How many lines in the records below contain the string "headscarf"? Case matters, so count only exact-case matches, and reply with the number alone.

— Begin Records to process —

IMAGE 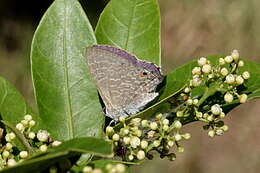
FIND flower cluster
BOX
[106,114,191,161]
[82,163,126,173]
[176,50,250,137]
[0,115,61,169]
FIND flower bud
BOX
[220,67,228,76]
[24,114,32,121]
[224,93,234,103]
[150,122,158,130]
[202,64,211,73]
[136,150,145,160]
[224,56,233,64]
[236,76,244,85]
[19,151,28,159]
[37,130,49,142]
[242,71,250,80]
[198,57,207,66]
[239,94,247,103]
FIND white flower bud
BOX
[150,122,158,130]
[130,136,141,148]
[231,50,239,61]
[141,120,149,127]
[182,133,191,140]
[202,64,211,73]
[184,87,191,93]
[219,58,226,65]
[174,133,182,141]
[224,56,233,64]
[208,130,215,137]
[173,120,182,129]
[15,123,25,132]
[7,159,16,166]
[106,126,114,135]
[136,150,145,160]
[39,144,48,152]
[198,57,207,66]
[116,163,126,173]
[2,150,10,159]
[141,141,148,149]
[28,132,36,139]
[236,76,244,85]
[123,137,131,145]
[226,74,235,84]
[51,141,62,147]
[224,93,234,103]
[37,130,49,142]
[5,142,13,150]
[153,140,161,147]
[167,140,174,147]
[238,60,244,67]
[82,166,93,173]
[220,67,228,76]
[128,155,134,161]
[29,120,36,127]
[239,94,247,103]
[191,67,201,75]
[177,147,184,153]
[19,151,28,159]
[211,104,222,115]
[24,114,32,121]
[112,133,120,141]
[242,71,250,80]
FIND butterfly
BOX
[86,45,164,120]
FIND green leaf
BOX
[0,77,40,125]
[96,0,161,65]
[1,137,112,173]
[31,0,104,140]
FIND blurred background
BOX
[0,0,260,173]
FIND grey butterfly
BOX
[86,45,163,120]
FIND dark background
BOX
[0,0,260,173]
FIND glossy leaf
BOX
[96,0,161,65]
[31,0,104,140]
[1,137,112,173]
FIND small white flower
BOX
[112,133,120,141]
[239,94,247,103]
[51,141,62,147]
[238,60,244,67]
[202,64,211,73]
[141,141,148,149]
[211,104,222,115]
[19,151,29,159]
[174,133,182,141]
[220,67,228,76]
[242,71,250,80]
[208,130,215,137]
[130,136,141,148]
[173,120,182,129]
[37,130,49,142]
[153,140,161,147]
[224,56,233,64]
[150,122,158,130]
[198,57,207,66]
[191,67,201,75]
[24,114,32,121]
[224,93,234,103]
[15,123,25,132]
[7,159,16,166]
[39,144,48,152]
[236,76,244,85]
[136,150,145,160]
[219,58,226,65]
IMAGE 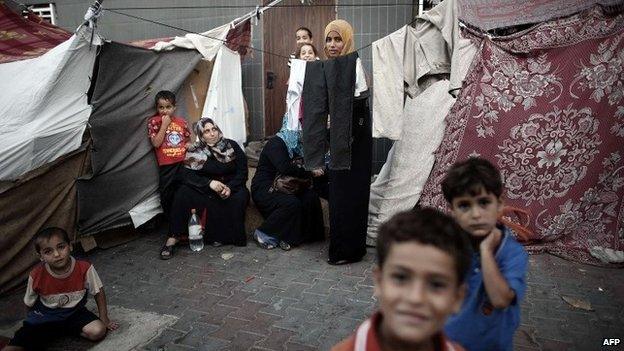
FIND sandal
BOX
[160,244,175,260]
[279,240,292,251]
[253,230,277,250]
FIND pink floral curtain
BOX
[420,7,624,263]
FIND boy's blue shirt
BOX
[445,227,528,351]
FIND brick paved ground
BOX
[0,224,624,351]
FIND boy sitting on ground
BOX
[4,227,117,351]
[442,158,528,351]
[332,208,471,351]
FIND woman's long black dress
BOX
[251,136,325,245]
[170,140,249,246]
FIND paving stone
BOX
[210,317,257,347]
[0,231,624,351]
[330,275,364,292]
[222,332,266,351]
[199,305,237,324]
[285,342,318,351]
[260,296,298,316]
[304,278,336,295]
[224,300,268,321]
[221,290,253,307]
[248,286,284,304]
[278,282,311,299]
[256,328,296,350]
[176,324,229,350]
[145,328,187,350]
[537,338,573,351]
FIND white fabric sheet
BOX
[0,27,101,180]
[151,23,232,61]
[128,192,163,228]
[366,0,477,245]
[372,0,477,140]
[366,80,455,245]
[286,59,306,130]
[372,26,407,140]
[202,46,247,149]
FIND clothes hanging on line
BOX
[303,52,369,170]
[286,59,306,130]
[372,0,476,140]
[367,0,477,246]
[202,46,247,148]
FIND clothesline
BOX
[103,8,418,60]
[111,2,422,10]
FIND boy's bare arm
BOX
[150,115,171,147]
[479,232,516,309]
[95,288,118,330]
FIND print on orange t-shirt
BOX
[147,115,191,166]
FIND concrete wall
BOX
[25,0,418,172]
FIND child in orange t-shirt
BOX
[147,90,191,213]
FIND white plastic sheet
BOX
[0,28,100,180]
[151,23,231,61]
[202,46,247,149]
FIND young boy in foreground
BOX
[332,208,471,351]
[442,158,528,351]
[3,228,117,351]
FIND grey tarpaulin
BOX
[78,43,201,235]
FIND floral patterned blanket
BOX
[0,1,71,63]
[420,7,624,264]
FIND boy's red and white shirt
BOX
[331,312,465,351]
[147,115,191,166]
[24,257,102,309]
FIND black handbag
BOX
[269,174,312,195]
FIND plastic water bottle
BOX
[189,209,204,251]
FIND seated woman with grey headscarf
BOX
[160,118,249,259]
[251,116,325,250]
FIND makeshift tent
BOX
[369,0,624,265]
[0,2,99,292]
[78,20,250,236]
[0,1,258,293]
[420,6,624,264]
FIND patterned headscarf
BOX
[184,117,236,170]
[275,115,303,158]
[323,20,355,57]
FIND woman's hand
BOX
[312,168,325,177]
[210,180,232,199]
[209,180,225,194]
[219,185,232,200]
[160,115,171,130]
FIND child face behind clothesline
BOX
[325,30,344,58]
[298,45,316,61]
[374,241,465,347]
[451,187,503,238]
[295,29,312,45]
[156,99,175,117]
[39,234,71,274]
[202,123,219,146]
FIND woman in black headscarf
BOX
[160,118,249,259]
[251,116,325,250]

— End Records to process —
— Begin Records to process —

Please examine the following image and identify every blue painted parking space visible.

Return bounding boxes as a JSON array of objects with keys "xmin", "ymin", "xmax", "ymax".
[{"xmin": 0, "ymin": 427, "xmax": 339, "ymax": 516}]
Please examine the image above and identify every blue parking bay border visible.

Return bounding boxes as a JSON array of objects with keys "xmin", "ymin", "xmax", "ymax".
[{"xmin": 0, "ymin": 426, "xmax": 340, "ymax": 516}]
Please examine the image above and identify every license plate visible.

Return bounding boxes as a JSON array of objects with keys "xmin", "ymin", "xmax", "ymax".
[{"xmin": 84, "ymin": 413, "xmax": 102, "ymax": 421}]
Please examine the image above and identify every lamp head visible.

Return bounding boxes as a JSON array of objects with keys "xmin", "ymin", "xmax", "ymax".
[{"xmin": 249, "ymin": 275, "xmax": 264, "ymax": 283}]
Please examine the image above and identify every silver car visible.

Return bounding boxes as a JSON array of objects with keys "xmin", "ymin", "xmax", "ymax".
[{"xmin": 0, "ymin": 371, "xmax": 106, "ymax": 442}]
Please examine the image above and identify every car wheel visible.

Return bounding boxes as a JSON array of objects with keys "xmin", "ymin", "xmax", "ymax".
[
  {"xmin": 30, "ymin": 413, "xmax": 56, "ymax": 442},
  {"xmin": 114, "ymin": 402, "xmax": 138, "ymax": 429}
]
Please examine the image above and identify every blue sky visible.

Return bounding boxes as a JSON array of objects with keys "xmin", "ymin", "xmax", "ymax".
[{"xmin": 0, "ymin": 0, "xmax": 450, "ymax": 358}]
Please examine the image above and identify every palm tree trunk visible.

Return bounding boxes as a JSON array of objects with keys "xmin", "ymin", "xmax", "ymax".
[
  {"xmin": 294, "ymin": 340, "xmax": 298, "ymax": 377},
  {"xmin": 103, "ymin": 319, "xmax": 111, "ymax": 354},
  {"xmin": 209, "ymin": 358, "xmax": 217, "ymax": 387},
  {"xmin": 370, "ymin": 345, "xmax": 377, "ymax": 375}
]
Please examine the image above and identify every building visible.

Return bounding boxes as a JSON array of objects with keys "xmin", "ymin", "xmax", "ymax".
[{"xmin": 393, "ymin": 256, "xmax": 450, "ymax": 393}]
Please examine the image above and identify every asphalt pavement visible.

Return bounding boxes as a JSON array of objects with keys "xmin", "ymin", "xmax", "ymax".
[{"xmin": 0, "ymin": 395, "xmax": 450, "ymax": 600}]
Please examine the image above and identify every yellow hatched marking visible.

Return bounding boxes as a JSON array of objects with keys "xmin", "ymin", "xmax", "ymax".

— End Records to process —

• _Exercise answer_: 3